Image point grounding data:

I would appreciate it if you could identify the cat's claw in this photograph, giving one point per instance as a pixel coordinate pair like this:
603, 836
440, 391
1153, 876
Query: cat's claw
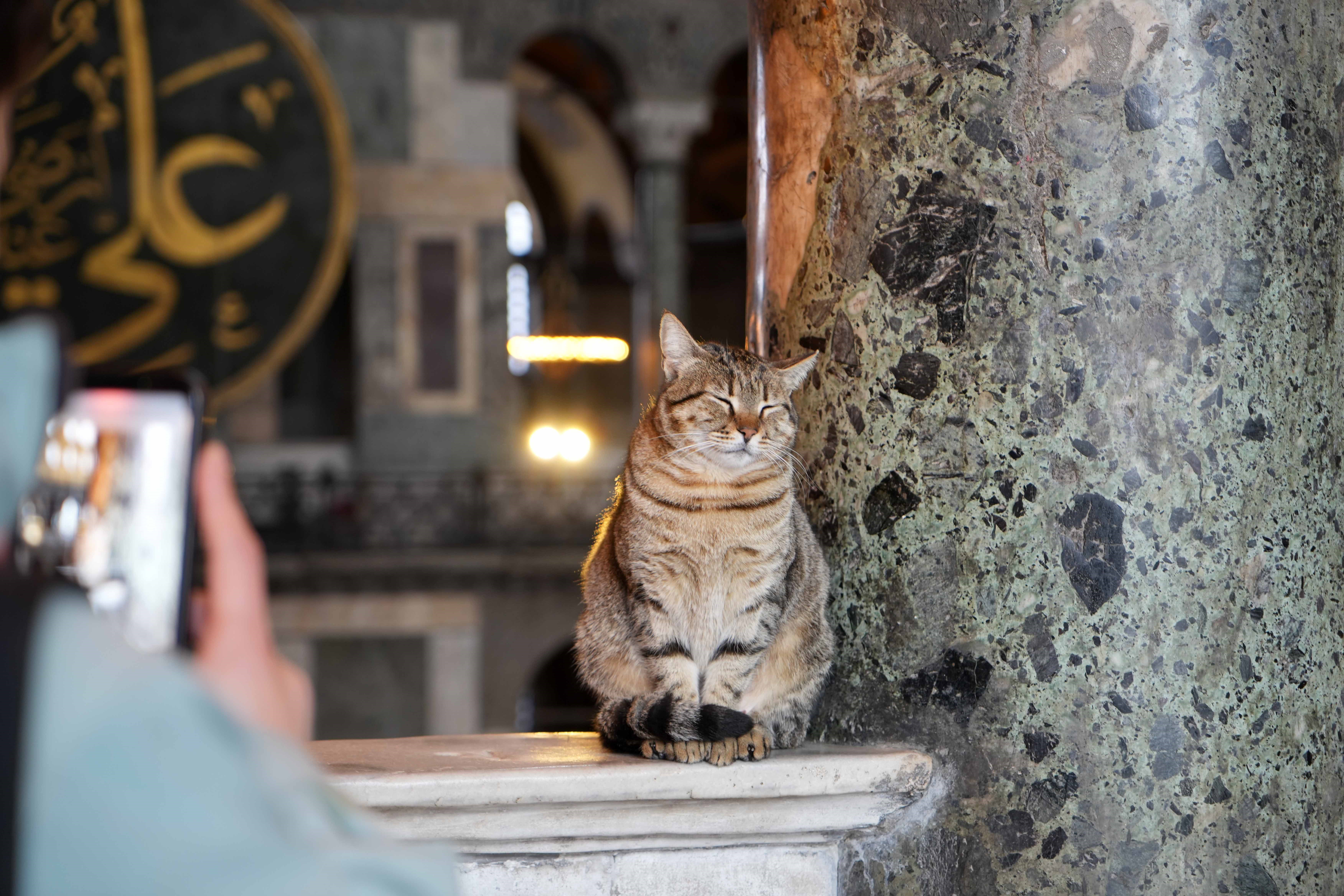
685, 752
753, 746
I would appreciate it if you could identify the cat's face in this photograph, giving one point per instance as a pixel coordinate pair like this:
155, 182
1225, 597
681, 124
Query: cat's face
726, 405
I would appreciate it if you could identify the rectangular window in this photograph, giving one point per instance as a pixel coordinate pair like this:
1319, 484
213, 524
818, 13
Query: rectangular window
436, 263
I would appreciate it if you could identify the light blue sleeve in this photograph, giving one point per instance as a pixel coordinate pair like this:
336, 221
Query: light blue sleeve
136, 782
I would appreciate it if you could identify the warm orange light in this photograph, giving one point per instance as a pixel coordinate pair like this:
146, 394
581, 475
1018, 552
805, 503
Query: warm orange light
569, 348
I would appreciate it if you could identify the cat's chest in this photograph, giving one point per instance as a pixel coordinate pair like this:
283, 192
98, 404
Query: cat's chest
717, 559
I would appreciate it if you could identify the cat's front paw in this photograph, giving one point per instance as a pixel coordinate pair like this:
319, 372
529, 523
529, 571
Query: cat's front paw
753, 746
686, 752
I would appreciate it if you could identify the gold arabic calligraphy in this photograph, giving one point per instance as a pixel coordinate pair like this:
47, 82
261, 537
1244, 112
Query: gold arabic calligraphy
161, 213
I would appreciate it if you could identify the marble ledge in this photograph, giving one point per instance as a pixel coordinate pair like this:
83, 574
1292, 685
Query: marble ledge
562, 793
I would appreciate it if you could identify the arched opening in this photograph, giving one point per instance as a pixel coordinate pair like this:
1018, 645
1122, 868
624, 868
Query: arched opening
716, 208
577, 170
556, 699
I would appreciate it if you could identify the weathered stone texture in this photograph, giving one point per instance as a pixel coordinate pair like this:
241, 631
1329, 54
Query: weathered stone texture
1096, 566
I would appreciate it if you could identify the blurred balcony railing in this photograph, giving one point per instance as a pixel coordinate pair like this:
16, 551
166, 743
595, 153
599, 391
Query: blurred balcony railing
337, 512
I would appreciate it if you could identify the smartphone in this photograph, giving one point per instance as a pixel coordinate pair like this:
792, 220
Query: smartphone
112, 510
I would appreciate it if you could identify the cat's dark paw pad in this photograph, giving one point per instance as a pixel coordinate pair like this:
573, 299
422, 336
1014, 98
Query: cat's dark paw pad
724, 753
687, 752
722, 723
756, 745
655, 749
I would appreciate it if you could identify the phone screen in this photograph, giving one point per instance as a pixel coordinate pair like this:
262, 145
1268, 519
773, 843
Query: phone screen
110, 511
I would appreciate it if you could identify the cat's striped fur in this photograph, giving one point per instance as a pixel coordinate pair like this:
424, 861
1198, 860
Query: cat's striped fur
703, 629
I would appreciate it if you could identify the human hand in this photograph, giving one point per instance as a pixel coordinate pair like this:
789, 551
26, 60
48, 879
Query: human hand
236, 652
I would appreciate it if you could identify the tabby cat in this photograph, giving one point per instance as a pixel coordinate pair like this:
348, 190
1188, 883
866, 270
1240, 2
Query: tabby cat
703, 629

Instructions for the task:
Repeat the data in full, exactly as it stands, but drop every picture.

Solution for this task:
I would appreciate it if you could identify the cat's claw in this photograph, giving one point per instance as a pixel coordinate pair like this:
603, 836
440, 391
1153, 876
Query: cat's claw
685, 752
753, 746
I would appreciate it if you could identify the cat's face in this photograph, giving one point per instance as a pixel coordinate pair like this:
155, 182
1225, 597
681, 124
Query: cat's face
726, 405
I would appreciate it if you could identify the rectangular window in this photograph, giving one point per instance as a pixel coordinate pair like this:
1319, 484
213, 524
818, 13
Query: rectangular window
436, 263
I would appreciate it if you could identify the light blue sleeve in this photograph, giving one point per instance as a pixel coordinate pair like this:
336, 221
Query: light blue sleeve
136, 782
I would appreciate it if you could identify the warm orange light in this photograph, giving one point per instance as a pixel coordinate pair like this:
146, 394
581, 475
1018, 552
805, 503
Query: warm orange light
569, 348
I would appreciate it if you could identify the cat's chest in this photograph, giving one point per instance as a pixel coordinate pair like this:
283, 192
98, 404
Query: cat's chest
717, 559
I would appreciate it if you could identify the cat's front paw in this photograph, giving one point per instance as a pixel coordinate pair like this:
319, 372
529, 523
529, 571
Query: cat's front paw
753, 746
686, 752
I would appreciate it if you could identify the gold arabic calligraphy in this photograph, giving one point per instance as a pixel coordinate pair like this:
47, 82
261, 537
1244, 112
Query: gold arabic calligraphy
161, 213
I would appreciate it if you could identify the marble ledge in this photograph, giving one point per instance as a pixel coordinate pair like this:
83, 574
1292, 685
Query: marble ledge
562, 793
I would appreciate it if you could identify the arched opening in this photograph, giving one point per instance as a pixel coordinate pair like this:
1018, 645
1122, 868
624, 868
Query: arched opening
716, 208
577, 170
556, 699
I would appreciate it if you could identify the weathered stone texture in this photograph, giving one point per instance as a pixel coordinate pair like this:
241, 631
1329, 54
Query: weathered stone texture
1096, 566
I would appreciate it if you could identify the blurred balcony railing in this photograph, giving one point per instance as a pixel coordinate pair like this:
16, 551
166, 743
595, 153
599, 391
Query: blurred balcony railing
337, 512
I would appreciate it if you could identify the smartphone in this photograph, giving one point per instance as a pixel coordinate pair like this:
792, 220
Query: smartphone
112, 510
I would appreciate it if you could identify the cat's dark paw pad in this photograph, giving one point per instance as a pixel coordinate pair like this:
573, 299
422, 336
1014, 98
Query: cat's dark paw pad
724, 753
687, 752
722, 723
756, 745
655, 749
I would appreciate it if you could identify the phone screen in this photograph, giving one point per instance as a pixel coordinate pair like this:
262, 145
1268, 519
773, 843
Query: phone screen
110, 511
I would appreciate it if you could identify the cat's striped fur in this photograph, giving one point per instance as a pixel coordinate pair like this:
424, 861
1198, 860
Query: cat's striped fur
703, 629
I would appreciate it if you could identify the human hand in this photograph, giving one point per instance as a pixel coordinate pair like this:
789, 551
26, 60
48, 879
Query: human hand
236, 652
I would appreciate it if you could identify the tabby cat in this photograph, giving one point per instance as a pixel coordinate pair like this:
348, 190
1188, 883
866, 270
1240, 2
Query: tabby cat
703, 629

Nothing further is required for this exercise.